Free-text object descriptions
┄┄┄┄┄┄┄┄┄┄

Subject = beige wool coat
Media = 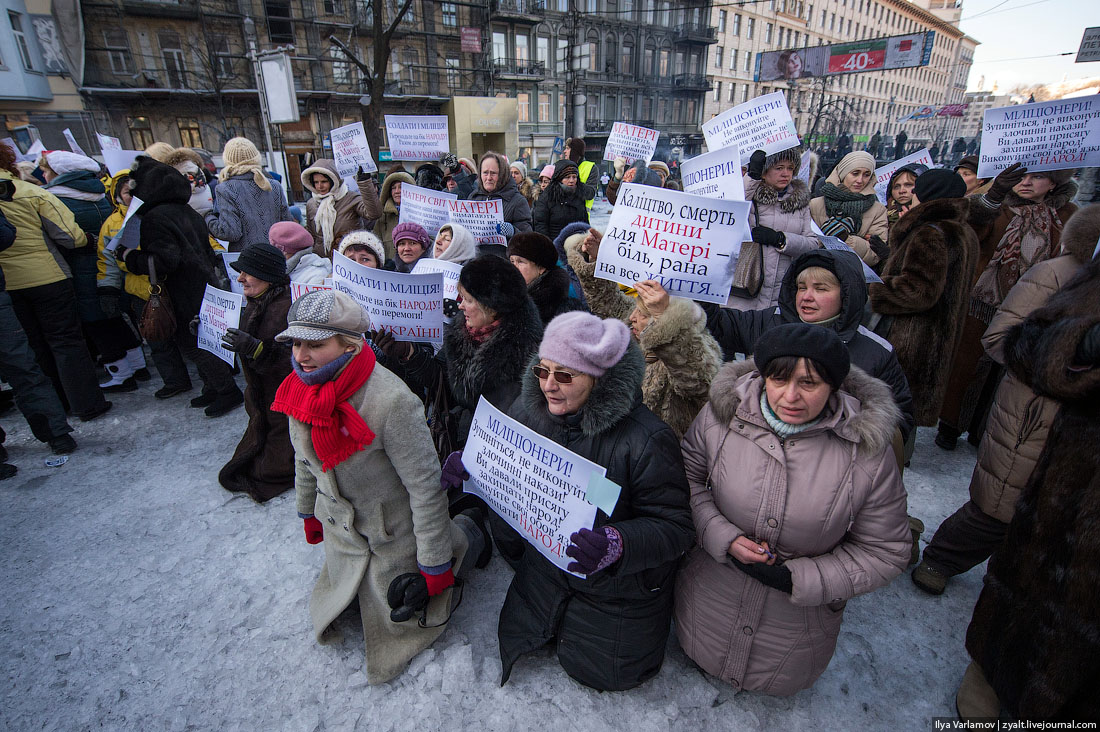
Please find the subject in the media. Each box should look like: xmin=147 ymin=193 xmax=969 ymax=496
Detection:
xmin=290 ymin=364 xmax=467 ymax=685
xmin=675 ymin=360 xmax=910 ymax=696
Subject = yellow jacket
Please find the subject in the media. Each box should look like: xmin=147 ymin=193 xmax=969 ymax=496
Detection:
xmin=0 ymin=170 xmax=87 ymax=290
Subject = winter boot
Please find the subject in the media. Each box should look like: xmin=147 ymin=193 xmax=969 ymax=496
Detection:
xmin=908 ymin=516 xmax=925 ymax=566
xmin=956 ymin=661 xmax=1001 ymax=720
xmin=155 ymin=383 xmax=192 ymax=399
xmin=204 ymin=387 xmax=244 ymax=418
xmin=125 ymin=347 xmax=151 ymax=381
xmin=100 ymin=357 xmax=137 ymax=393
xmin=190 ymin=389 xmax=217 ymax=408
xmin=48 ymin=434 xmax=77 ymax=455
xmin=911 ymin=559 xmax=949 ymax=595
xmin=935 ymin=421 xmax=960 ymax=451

┄┄┄┄┄┄┄┄┄┄

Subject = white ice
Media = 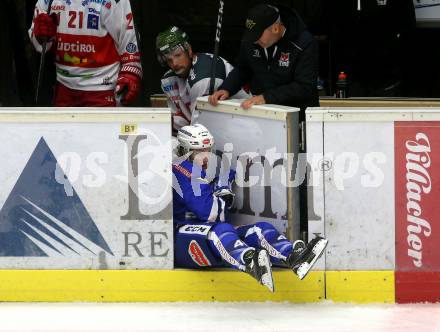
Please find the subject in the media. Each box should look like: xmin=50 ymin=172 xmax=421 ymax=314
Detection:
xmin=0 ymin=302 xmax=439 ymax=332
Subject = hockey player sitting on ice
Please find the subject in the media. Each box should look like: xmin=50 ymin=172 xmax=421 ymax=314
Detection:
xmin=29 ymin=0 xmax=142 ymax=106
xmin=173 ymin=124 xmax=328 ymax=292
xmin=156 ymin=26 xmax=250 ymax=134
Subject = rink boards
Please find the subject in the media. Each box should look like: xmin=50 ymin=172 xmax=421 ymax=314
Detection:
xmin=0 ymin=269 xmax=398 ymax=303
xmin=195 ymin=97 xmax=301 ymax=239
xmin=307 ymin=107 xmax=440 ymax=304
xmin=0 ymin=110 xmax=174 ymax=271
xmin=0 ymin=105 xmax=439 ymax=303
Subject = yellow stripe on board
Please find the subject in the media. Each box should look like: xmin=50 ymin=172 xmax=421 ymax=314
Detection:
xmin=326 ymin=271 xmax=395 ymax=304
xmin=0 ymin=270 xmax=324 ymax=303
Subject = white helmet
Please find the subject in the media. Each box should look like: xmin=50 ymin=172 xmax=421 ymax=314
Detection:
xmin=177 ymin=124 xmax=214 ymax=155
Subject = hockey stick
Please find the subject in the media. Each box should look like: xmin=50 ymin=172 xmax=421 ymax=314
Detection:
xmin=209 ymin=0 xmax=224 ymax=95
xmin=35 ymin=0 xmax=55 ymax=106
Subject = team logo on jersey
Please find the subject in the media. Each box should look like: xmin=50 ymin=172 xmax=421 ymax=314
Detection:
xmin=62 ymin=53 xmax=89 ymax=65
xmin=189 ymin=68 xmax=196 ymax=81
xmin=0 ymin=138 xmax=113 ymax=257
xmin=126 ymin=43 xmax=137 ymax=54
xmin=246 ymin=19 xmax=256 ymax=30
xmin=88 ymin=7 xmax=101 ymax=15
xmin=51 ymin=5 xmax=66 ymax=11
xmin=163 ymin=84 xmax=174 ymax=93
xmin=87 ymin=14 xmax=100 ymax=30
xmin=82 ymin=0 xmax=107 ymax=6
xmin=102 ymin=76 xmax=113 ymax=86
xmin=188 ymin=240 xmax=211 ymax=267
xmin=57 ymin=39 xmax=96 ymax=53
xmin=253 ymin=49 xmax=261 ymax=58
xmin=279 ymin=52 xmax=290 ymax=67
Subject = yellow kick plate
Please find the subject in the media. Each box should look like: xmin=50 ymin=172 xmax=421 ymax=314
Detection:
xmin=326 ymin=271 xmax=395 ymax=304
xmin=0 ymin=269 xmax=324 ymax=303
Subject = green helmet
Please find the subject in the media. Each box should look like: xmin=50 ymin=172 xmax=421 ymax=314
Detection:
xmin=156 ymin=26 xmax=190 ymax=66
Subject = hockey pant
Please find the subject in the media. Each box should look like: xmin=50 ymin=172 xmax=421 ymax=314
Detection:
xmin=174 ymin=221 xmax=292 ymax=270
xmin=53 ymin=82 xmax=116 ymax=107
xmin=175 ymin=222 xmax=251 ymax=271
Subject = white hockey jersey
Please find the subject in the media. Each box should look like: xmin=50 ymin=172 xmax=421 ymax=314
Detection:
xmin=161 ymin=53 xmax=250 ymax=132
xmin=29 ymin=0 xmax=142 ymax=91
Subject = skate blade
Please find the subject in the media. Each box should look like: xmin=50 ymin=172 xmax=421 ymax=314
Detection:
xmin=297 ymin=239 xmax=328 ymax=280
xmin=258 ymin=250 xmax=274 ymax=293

┄┄┄┄┄┄┄┄┄┄

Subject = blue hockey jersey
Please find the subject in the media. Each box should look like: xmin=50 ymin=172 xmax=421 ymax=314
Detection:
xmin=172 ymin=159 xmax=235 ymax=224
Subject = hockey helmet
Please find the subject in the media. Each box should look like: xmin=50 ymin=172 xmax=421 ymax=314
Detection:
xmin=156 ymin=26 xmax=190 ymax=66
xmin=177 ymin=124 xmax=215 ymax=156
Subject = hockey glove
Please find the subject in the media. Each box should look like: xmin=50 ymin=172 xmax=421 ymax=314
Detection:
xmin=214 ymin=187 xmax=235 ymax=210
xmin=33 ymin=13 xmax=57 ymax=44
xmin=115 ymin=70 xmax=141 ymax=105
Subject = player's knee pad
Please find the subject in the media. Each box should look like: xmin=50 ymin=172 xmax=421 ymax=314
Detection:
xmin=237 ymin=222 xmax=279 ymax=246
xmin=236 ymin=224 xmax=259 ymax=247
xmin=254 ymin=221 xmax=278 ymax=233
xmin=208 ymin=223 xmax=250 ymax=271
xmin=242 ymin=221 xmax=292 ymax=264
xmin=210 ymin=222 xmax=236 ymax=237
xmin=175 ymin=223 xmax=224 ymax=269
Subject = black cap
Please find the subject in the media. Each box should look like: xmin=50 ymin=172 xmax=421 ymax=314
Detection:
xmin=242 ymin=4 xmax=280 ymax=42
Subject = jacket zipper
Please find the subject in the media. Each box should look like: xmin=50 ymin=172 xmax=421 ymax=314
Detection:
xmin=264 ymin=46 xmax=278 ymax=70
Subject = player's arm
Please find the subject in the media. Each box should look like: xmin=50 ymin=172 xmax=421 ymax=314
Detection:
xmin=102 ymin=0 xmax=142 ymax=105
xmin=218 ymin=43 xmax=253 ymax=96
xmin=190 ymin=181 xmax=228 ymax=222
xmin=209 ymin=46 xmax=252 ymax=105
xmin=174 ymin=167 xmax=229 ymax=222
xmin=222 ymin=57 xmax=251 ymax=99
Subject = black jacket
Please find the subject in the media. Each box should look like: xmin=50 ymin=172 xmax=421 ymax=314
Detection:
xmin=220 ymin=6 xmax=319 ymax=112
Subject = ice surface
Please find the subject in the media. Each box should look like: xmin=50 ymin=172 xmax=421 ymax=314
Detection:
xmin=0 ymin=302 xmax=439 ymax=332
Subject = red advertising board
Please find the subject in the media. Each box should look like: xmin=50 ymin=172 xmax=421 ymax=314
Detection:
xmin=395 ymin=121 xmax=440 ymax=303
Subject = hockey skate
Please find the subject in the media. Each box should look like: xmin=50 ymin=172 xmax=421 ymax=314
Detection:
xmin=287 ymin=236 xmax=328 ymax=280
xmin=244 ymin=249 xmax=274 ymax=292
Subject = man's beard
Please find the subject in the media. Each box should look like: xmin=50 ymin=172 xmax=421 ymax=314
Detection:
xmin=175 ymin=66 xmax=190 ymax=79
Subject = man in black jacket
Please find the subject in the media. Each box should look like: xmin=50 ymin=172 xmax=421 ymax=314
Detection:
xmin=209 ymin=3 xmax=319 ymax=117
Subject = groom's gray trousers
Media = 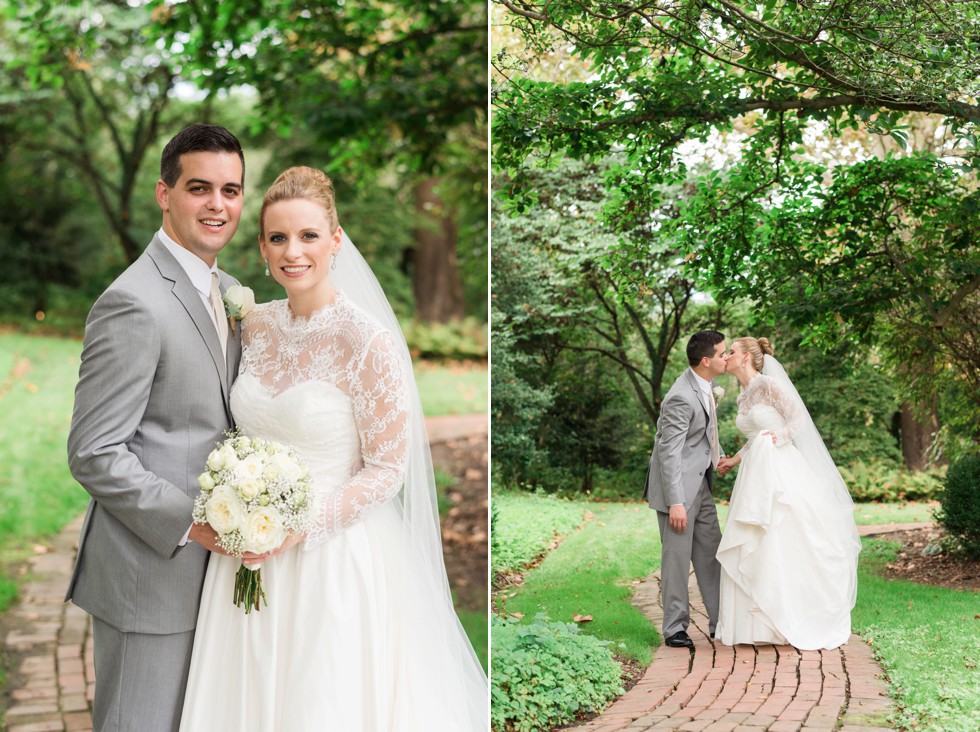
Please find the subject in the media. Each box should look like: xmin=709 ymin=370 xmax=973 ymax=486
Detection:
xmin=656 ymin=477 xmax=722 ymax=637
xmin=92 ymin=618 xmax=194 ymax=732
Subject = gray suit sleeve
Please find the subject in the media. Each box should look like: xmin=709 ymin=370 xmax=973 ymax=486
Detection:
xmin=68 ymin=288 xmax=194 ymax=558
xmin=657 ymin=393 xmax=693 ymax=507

┄┄┄┄┄┄┄┄┄┄

The expected output is each line of the records above that includes the word "gray".

Subject = groom's gray trousers
Subject = gray suit sleeve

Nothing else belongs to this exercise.